As as far as computers go, I have a 5 year old Gateway laptop which is showing some signs of problems. Might have to upgrade before too long. I bought a Nook tablet not long ago and like it. Planned to use it mainly when going out of town but use it a good bit when in the recliner just for quick access to the internet.


----------



## SeaBreeze

SifuPhil said:


> Sea, you could use a wireless router set-up to send the 'Net signal to the entire house ... no need for any new holes.



Not into wireless, don't want to turn my home into a microwave oven.


----------



## That Guy

SeaBreeze said:


> Not into wireless, don't want to turn my home into a microwave oven.



Too late.  Them waves is bombarding us no matter where we wander.


----------



## Happyflowerlady

I have Comcast, and have the most basic cable that they offer, and bundled with my internet. If it is not bundled, then the price goes up so just having the internet costs almost as much as having both, so mine is $54 a month. Plus, I rent their modem/router, so if there is a problem, they will come and fix it for me. Norton anti-virus is included with the internet connection. 
I have the old "dinosaur desktop", but I don't use it much anymore (way too slow), except for a couple programs I have there that aren't available anymore, and won't work on my MacAir laptop in any case.
Most of the time, I use the iPad , it is just SO portable, and handy for about everything I like to do online, and I love all of the apps they make for it.
I am still learning to use the MacAir, but I like it as well. My daughter is tuning up the Dinosaur, so it is out of commission for a while, anyway.

Seabreeze, I think you will be glad when you upgrade to a faster connection, and the new things you will be able to do once you upgrade will amaze you. All of those pictures, youtube videos, and Netflix movies that you have been missing ! Or had to go to the library or Starbucks to watch. 
Once you switch, you will be so glad that you made the change. 

Oh, another good idea.....get an iPad, too.


----------



## That Guy

Happyflowerlady said:


> Seabreeze, I think you will be glad when you upgrade to a faster connection, and the new things you will be able to do once you upgrade will amaze you. All of those pictures, youtube videos, and Netflix movies that you have been missing ! Or had to go to the library or Starbucks to watch.
> Once you switch, you will be so glad that you made the change.



May as well join the 21st century.  It's quickly becoming obsolete as we speak...

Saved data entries
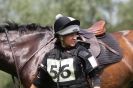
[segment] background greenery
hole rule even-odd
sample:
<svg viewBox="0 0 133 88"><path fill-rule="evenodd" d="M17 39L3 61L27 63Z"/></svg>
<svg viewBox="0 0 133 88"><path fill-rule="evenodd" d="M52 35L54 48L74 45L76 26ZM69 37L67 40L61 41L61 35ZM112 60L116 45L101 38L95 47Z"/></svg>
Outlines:
<svg viewBox="0 0 133 88"><path fill-rule="evenodd" d="M107 31L133 29L133 0L0 0L0 23L53 25L61 13L81 21L82 28L106 21ZM12 88L11 76L0 72L0 88Z"/></svg>

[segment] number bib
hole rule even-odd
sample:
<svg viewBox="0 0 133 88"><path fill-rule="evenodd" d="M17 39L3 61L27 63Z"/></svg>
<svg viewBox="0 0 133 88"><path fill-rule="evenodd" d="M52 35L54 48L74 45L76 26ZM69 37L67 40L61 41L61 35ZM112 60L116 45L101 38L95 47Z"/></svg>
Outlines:
<svg viewBox="0 0 133 88"><path fill-rule="evenodd" d="M47 59L47 71L54 82L57 82L58 75L59 82L75 80L73 58L63 60Z"/></svg>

Work instructions:
1: Rewrite the forum thread between "As as far as" and "any new holes.", inclusive, with "recliner" replaced by "armchair".
2: Please extend the forum thread about home computers and internet service, picking up after its final post.

Per-task answers:
1:
As as far as computers go, I have a 5 year old Gateway laptop which is showing some signs of problems. Might have to upgrade before too long. I bought a Nook tablet not long ago and like it. Planned to use it mainly when going out of town but use it a good bit when in the armchair just for quick access to the internet.


----------



## SeaBreeze

SifuPhil said:


> Sea, you could use a wireless router set-up to send the 'Net signal to the entire house ... no need for any new holes.

2:
----------



## RedRibbons

50 mbs, with TWC. It's pretty fast. I also watch lots of movies with my Roku and they load a lot better since I got the faster internet a couple of weeks ago. OMG, dial up is so slow, I remember it well. Katy, I called them about lowering my bill a couple of weeks ago. I was paying 23 dollars a month for the bundle of HBO, Cinemax, Movie channel and show time. I hardly ever watched them, so I canceled them. I got the faster internet speed plus two DVR's that communicate with each other. The only thing I gave up were the movie channels, and my bill is 80 dollars a month lower permanently.


----------



## RedRibbons

Ozarkgal said:


> Katy, glad you called Time Warner.  I did the same thing with my internet/phone carrier last year and got a nice discount.  A year before they wouldn't even talk to me about a price break.  A lot of times new programs come along and they don't tell anyone, you just have to call to find out.



That is true, and you also have to tell them you are thinking of switching to another company


----------



## That Guy

Anyone have any experience good or bad with Charter?  They're pushing a hard sell here . . .


----------



## Pappy

I'm still fine with these. When we want wireless I just unhook them.

We really have Brighthouse cable,Internet and phone here in Fl.
I hear that, up north, Comcast has purchased Time Warner.


----------



## kaemicha

I'll try posting my question here although it doesn't look like this thread has been active for a while.  I'm full on Comcast. Phone, internet, TV.  I pay over $180.00 a month for the bundle!  And, if that's not bad enough Comcast is supposed to merge with Time Warner making it the biggest conglomerate ... well, for a very long time. I'm in Portland, OR and the only alternative to Comcast is Centurylink and I don't know how long that company will last but I think I'll look into it anyway. 

I was hoping someone here knows something about Centurylink and can tell me if they like the service or not.  I've heard it would cut my monthly bill in half.  Also, do you all still have landlines?  If I can get me to use my cell, while at home, then that would take a chunk out of my monthly bill,too.

Lastly, SeaBreeze, you must have the patience of a saint. Dial up?  Oh my!!  Did you go to broadband or wifi?


----------



## That Guy

Know nothing of Centurylink, kaemicha.  Tried getting someone, anyone, to speak up about Charter and got nada.  Good luck.

As for landlines.  Both at&t and Verizon plan to get rid of them within a few years.  The normal phone at home will still look the same but will be connected to a cell tower instead of copper wires leading to a central office.  Oh, and service will SUCK!


----------



## LogicsHere

Would like to be able to help, but none of those companies you mention are available to me. But I do feel your pain. I pay $185 a month to Cablevision for the bundled arrangement.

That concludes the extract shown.